### What to do:
Please output the lines shown below exactly as they appear.

### Data for processing:
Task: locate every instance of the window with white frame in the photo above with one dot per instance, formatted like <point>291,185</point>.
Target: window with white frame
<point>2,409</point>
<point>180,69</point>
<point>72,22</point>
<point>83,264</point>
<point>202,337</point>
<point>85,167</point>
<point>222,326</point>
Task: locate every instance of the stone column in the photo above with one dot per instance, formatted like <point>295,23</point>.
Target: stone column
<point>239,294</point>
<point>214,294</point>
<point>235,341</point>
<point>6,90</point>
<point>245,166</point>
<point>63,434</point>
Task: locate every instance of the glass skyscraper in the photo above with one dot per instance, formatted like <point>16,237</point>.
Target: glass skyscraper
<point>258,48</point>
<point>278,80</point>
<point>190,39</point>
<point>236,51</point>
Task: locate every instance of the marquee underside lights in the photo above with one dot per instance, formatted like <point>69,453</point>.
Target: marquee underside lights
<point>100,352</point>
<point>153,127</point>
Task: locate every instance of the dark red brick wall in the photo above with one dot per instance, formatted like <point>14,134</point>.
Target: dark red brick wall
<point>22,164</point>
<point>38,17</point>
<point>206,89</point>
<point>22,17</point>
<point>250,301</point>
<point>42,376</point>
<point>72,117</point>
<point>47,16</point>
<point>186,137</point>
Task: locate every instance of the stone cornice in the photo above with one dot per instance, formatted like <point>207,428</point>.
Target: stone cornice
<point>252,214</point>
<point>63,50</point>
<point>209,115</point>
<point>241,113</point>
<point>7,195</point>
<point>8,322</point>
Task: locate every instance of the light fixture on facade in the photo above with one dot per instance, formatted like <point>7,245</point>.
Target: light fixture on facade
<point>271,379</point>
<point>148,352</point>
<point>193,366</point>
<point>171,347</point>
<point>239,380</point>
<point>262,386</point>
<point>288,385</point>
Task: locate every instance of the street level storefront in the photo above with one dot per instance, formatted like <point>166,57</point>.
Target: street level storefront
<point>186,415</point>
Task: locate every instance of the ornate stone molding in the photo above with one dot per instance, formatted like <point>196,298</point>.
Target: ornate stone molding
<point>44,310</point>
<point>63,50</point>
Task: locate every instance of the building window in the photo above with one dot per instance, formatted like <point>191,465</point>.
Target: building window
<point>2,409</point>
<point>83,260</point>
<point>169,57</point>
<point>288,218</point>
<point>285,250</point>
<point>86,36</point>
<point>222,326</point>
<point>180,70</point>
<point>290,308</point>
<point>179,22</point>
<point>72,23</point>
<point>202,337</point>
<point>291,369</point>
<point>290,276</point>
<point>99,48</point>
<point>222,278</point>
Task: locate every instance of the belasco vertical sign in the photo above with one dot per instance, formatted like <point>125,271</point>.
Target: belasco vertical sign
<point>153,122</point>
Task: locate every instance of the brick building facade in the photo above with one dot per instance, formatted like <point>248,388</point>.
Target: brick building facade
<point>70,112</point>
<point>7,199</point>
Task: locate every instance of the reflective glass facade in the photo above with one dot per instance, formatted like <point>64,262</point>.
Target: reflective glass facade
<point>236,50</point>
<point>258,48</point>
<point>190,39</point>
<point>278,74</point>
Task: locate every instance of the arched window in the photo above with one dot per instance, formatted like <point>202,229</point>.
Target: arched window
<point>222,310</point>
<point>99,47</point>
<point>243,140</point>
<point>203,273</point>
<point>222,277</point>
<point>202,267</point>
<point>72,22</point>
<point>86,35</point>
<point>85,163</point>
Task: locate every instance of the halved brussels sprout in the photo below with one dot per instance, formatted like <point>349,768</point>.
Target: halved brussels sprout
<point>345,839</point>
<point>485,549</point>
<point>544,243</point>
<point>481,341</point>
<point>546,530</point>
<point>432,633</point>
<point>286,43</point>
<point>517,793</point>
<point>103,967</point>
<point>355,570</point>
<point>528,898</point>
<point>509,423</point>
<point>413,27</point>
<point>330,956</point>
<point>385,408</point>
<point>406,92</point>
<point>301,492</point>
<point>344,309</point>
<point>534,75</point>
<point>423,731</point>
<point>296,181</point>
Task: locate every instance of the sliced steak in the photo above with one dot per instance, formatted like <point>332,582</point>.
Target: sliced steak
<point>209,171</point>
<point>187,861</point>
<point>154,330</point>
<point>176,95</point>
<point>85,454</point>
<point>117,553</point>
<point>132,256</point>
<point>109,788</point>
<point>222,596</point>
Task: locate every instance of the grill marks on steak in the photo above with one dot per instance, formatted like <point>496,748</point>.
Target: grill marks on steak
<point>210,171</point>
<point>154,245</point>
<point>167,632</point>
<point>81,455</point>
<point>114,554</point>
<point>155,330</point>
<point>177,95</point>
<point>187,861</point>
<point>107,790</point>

### Exercise solution:
Task: locate every instance of the window with white frame in the photo above with one dot per instance, formatted like <point>291,185</point>.
Target: window with white frame
<point>2,409</point>
<point>180,69</point>
<point>72,22</point>
<point>83,264</point>
<point>202,337</point>
<point>85,167</point>
<point>222,326</point>
Task: locate every instance of the stone column in the photo above with one dot per instance, formatted like <point>295,23</point>.
Target: stone column
<point>239,294</point>
<point>214,294</point>
<point>235,341</point>
<point>6,90</point>
<point>245,166</point>
<point>63,434</point>
Task: locate every instance of the glass skyscraper in the photo above with one dot per instance, formatted like <point>16,237</point>.
Target: glass skyscraper
<point>258,48</point>
<point>278,80</point>
<point>190,39</point>
<point>236,51</point>
Task: locate every instance of the marquee underside lights in the photo above with one dot per instance, formatted like <point>69,453</point>.
Target: marquee underside lights
<point>100,352</point>
<point>153,127</point>
Task: locate every instance of the dark red brick wall in the photo above with one dot per instance, formatted like <point>14,134</point>.
Target: dark red brick wall
<point>22,164</point>
<point>38,17</point>
<point>206,89</point>
<point>22,17</point>
<point>250,301</point>
<point>42,376</point>
<point>72,117</point>
<point>47,16</point>
<point>186,137</point>
Task: locate every instance of the stone cornice in the photo above with one dot per instance, formatted like <point>207,428</point>.
Target: stone cornice
<point>252,214</point>
<point>63,50</point>
<point>209,115</point>
<point>241,113</point>
<point>7,195</point>
<point>8,322</point>
Task: locate every instance of the light fixture on facade in the photo above with one dot per instance, formatted like <point>7,245</point>.
Target: light fixture on facade
<point>271,379</point>
<point>148,352</point>
<point>193,366</point>
<point>171,347</point>
<point>239,380</point>
<point>262,386</point>
<point>288,385</point>
Task: locate every instance of the street level storefront in the photo above with one dot per instance, formatted like <point>166,57</point>.
Target: street level storefront
<point>186,415</point>
Task: locate every instance of the ornate stone molding in the photo above with one dot per instance, formatted like <point>196,298</point>.
Target: ornate stone molding
<point>44,310</point>
<point>63,50</point>
Task: locate every instance of the building window in the photo above with one dot per instance, formatted like <point>191,465</point>.
Target: building window
<point>2,409</point>
<point>83,260</point>
<point>169,57</point>
<point>288,218</point>
<point>285,250</point>
<point>86,36</point>
<point>222,326</point>
<point>180,70</point>
<point>290,308</point>
<point>179,22</point>
<point>72,23</point>
<point>202,337</point>
<point>291,369</point>
<point>290,276</point>
<point>99,48</point>
<point>222,278</point>
Task: locate every instance of the belasco vertical sign in the photo above with one dot per instance, formatted like <point>125,271</point>.
Target: belasco vertical sign
<point>153,122</point>
Task: locate every instance of the brick building facade in the photo above with one dot per instance, formatted like <point>248,388</point>.
Target: brick building facade
<point>70,112</point>
<point>7,199</point>
Task: locate every instance of the reflective glass facade in the photo above with one dot per instance, formatted like <point>64,262</point>.
Target: reflective glass facade
<point>236,50</point>
<point>258,48</point>
<point>190,39</point>
<point>278,74</point>
Task: locate every instance of the arched window in the photo above with one dot per instance, formatted like <point>202,229</point>.
Target: arched window
<point>222,310</point>
<point>99,47</point>
<point>243,140</point>
<point>203,273</point>
<point>222,277</point>
<point>202,267</point>
<point>72,22</point>
<point>86,35</point>
<point>85,163</point>
Task: locate every instance of the halved brussels sprout in the photo below with one dot per instance, formatted like <point>349,768</point>.
Target: halved brussels sprout
<point>345,839</point>
<point>485,549</point>
<point>544,243</point>
<point>481,341</point>
<point>546,530</point>
<point>432,633</point>
<point>286,43</point>
<point>517,793</point>
<point>103,967</point>
<point>355,570</point>
<point>528,898</point>
<point>509,423</point>
<point>413,27</point>
<point>330,956</point>
<point>385,408</point>
<point>406,92</point>
<point>301,492</point>
<point>344,309</point>
<point>534,75</point>
<point>423,731</point>
<point>296,181</point>
Task: locate every instance of the sliced steak in the photo above with one dot per instance, formatted like <point>332,582</point>.
Target: sliced steak
<point>209,171</point>
<point>187,861</point>
<point>154,330</point>
<point>176,95</point>
<point>85,454</point>
<point>117,553</point>
<point>132,256</point>
<point>109,788</point>
<point>222,596</point>
Task: locate every instance of the grill marks on steak in the photo above with one dot per instance, formatted like <point>496,748</point>.
Target: grill marks on steak
<point>210,171</point>
<point>154,245</point>
<point>167,632</point>
<point>81,455</point>
<point>114,554</point>
<point>155,330</point>
<point>177,95</point>
<point>187,861</point>
<point>107,790</point>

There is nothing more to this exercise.